## Begin DATA PROVIDED
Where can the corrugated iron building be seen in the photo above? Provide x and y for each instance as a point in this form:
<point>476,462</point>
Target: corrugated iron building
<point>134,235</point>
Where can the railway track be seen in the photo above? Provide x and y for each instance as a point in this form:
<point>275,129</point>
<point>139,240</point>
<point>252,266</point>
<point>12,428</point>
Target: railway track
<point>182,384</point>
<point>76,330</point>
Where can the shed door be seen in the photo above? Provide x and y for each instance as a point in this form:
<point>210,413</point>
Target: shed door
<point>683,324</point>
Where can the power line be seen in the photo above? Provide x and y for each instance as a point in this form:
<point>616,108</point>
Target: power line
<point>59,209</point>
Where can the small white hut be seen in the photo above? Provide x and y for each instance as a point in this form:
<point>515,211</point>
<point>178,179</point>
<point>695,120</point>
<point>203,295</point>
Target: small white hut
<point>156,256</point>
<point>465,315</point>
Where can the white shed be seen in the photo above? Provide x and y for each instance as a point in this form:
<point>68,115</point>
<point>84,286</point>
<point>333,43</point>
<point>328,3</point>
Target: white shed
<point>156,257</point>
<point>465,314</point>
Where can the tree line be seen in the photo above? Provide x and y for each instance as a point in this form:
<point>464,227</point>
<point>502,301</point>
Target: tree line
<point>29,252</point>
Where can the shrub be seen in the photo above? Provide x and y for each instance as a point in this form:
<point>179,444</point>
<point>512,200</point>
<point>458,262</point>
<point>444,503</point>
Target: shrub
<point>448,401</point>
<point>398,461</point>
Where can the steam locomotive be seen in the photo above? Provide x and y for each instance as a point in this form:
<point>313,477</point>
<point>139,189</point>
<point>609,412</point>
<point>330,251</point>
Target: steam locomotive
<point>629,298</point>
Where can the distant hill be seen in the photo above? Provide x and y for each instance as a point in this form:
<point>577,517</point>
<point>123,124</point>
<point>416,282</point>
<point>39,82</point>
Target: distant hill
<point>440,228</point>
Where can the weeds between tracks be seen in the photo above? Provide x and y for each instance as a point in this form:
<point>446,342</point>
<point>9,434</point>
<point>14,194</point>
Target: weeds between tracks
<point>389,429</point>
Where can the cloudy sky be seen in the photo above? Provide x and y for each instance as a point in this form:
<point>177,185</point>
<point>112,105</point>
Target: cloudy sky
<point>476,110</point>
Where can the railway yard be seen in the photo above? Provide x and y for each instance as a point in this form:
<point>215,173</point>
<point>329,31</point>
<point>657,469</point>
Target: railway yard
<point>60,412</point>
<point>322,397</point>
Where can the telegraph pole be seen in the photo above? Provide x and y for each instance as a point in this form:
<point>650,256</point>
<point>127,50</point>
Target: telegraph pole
## End DATA PROVIDED
* WORK INSTRUCTIONS
Set out every line of the records above as a Markdown table with two columns, Row and Line. Number each row and leave out any blank lines.

* OUTPUT OF THE EXERCISE
| Row | Line |
|---|---|
| 1 | Where can the corrugated iron building be seen in the photo above? Provide x and y for each instance as a point in this form: |
| 2 | <point>476,462</point> |
| 3 | Target: corrugated iron building |
| 4 | <point>134,235</point> |
| 5 | Where can the railway track be seen in the photo above? Provide x and y for each instance as a point in this form: |
| 6 | <point>275,129</point> |
| 7 | <point>139,240</point> |
| 8 | <point>252,266</point> |
| 9 | <point>12,428</point> |
| 10 | Target: railway track |
| 11 | <point>182,384</point> |
| 12 | <point>76,330</point> |
| 13 | Where can the shed door be seen in the photo above? Provide x and y for each instance as a point in this form: |
| 14 | <point>210,413</point> |
| 15 | Target: shed door |
| 16 | <point>683,324</point> |
| 17 | Where can the power line be seen in the photo above? Provide x and y for each instance as a point in this form: |
| 18 | <point>616,108</point> |
| 19 | Target: power line |
| 20 | <point>59,209</point> |
| 21 | Where can the small white hut be seen in the photo above? Provide x and y for each instance as a point in this form: |
| 22 | <point>515,211</point> |
| 23 | <point>178,179</point> |
| 24 | <point>695,120</point> |
| 25 | <point>203,295</point> |
| 26 | Target: small white hut |
| 27 | <point>156,256</point> |
| 28 | <point>465,315</point> |
| 29 | Where can the white shed be seen in the photo above? Provide x and y for each instance as a point in this form: |
| 30 | <point>68,115</point> |
| 31 | <point>84,286</point> |
| 32 | <point>333,43</point> |
| 33 | <point>328,3</point> |
| 34 | Target: white shed |
| 35 | <point>156,257</point> |
| 36 | <point>465,314</point> |
| 37 | Where can the tree line be seen in the photo above? Provide x and y for each instance as a point in this form: |
| 38 | <point>464,227</point> |
| 39 | <point>502,301</point> |
| 40 | Target: tree line |
| 41 | <point>29,252</point> |
| 42 | Where can the shrub be seen in the photo above? Provide x and y for each instance as a point in this form: |
| 43 | <point>179,444</point> |
| 44 | <point>512,200</point> |
| 45 | <point>458,262</point> |
| 46 | <point>444,503</point> |
| 47 | Target: shrub |
| 48 | <point>448,401</point> |
| 49 | <point>398,461</point> |
| 50 | Where can the steam locomotive be seen in the photo above? Provide x and y for each instance as a point in this form: |
| 51 | <point>313,477</point> |
| 52 | <point>139,189</point> |
| 53 | <point>609,412</point> |
| 54 | <point>330,251</point> |
| 55 | Target: steam locomotive |
| 56 | <point>629,298</point> |
| 57 | Where can the distant hill be seen in the photo above? Provide x and y for each instance as a point in this form: |
| 58 | <point>577,517</point> |
| 59 | <point>123,124</point> |
| 60 | <point>416,282</point> |
| 61 | <point>39,82</point> |
| 62 | Target: distant hill |
| 63 | <point>440,228</point> |
| 64 | Where can the weeds between tracks be seen in the photo above? Provide x and y for each instance as a point in this form: |
| 65 | <point>446,342</point> |
| 66 | <point>9,434</point> |
| 67 | <point>14,194</point> |
| 68 | Target: weeds between tracks |
| 69 | <point>389,429</point> |
| 70 | Where can the cloudy sky be seen in the photo above? Provide x and y for each instance as a point in this form: |
| 71 | <point>177,185</point> |
| 72 | <point>112,105</point> |
| 73 | Target: cloudy sky |
| 74 | <point>476,110</point> |
| 75 | Where can the railway yard be seen in the photo above? Provide x and y for each instance as a point in this form: |
| 76 | <point>215,173</point> |
| 77 | <point>329,31</point> |
| 78 | <point>657,469</point> |
| 79 | Target: railway yard |
| 80 | <point>60,412</point> |
| 81 | <point>322,397</point> |
| 82 | Where can the telegraph pole be seen in the photo above? Provide x and y for each instance as a point in this form: |
| 83 | <point>650,256</point> |
| 84 | <point>127,50</point> |
| 85 | Target: telegraph pole |